Start of Record list
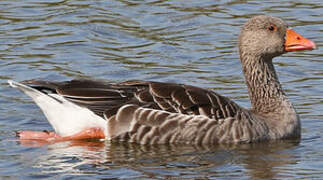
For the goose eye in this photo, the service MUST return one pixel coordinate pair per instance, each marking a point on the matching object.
(272, 28)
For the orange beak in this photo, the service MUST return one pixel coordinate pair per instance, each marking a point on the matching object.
(296, 42)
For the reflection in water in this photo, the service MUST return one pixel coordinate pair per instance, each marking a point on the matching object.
(260, 160)
(191, 42)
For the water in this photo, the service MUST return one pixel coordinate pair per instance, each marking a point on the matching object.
(192, 42)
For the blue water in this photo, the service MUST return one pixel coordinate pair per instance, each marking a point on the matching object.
(192, 42)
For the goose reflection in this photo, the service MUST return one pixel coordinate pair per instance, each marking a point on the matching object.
(115, 159)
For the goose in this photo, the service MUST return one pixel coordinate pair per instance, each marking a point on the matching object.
(148, 112)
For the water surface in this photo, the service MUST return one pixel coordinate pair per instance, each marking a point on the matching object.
(192, 42)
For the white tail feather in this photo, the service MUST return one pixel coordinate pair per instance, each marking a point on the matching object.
(65, 117)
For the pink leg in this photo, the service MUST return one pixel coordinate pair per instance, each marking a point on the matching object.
(37, 135)
(90, 133)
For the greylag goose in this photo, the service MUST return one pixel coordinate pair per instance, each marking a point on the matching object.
(149, 112)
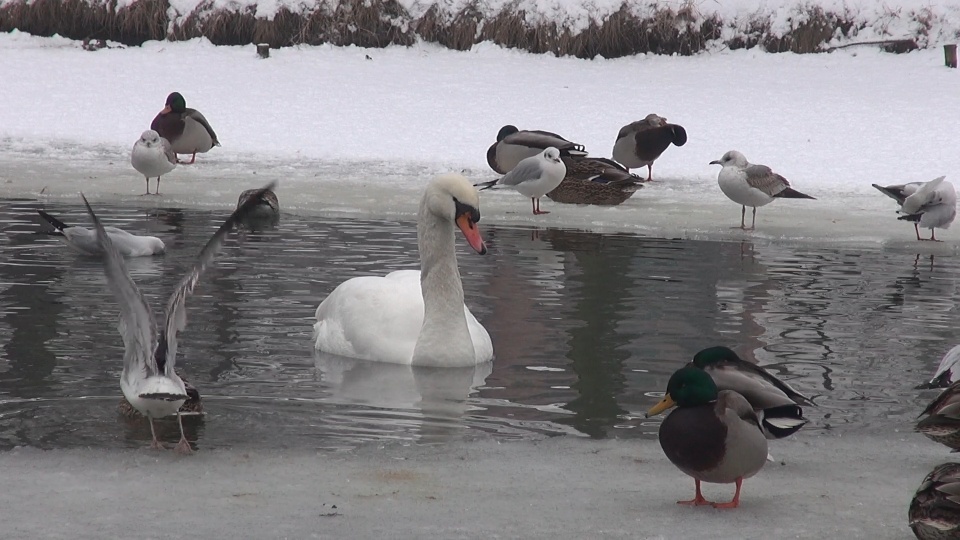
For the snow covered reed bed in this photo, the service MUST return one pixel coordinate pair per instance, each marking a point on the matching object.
(607, 28)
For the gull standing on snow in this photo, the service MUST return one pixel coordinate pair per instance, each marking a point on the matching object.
(84, 240)
(534, 177)
(149, 381)
(927, 204)
(513, 146)
(186, 129)
(753, 185)
(152, 156)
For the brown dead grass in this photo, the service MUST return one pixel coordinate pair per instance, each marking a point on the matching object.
(379, 23)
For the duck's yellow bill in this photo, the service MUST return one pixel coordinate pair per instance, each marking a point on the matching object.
(664, 404)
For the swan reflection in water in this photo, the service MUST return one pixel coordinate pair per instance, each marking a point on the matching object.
(438, 398)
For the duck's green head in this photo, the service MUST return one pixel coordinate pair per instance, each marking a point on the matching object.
(714, 355)
(688, 387)
(175, 103)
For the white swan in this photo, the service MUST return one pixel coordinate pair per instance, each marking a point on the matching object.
End of Record list
> **Given request**: Locate the line containing "For the greylag" in the records above, then output it and every line after it through the last, excluding pictures.

> **Response**:
For the greylag goose in this photo, the service MUST return one pixel coordinate pair per instance, each marking a point on the matching object.
(149, 112)
For the snow covered reed bed in this photo, the service MUST return one pixel coordinate pair per instance, each marking a point on the matching object.
(607, 28)
For the gull standing on snow in this photo, the service MUST return one pixel coordinate pair per instance, each marking a point on the matching object.
(84, 240)
(534, 177)
(149, 381)
(927, 204)
(513, 146)
(186, 129)
(753, 185)
(152, 156)
For the brown dead grass in this photo, the service MUST return one pixel coordinate pair per instance, each marking a point on the matching object.
(379, 23)
For the duck's yellow bill in this photo, the service MUST return one pixel coordinate pair per instance, each marking a point on the matching object.
(664, 404)
For the swan reflection in water in this photo, the service MUST return one pixel coordinate pair per instance, each marking a point on the matching object.
(438, 398)
For the duck's green head in this photo, the service MUST return one pixel coordinate pair per instance, each marking a point on the matching object.
(714, 355)
(688, 387)
(175, 103)
For the white swan in this photo, the service MUST return one pixel coordinate pair per instance, each marking a point on the matching object.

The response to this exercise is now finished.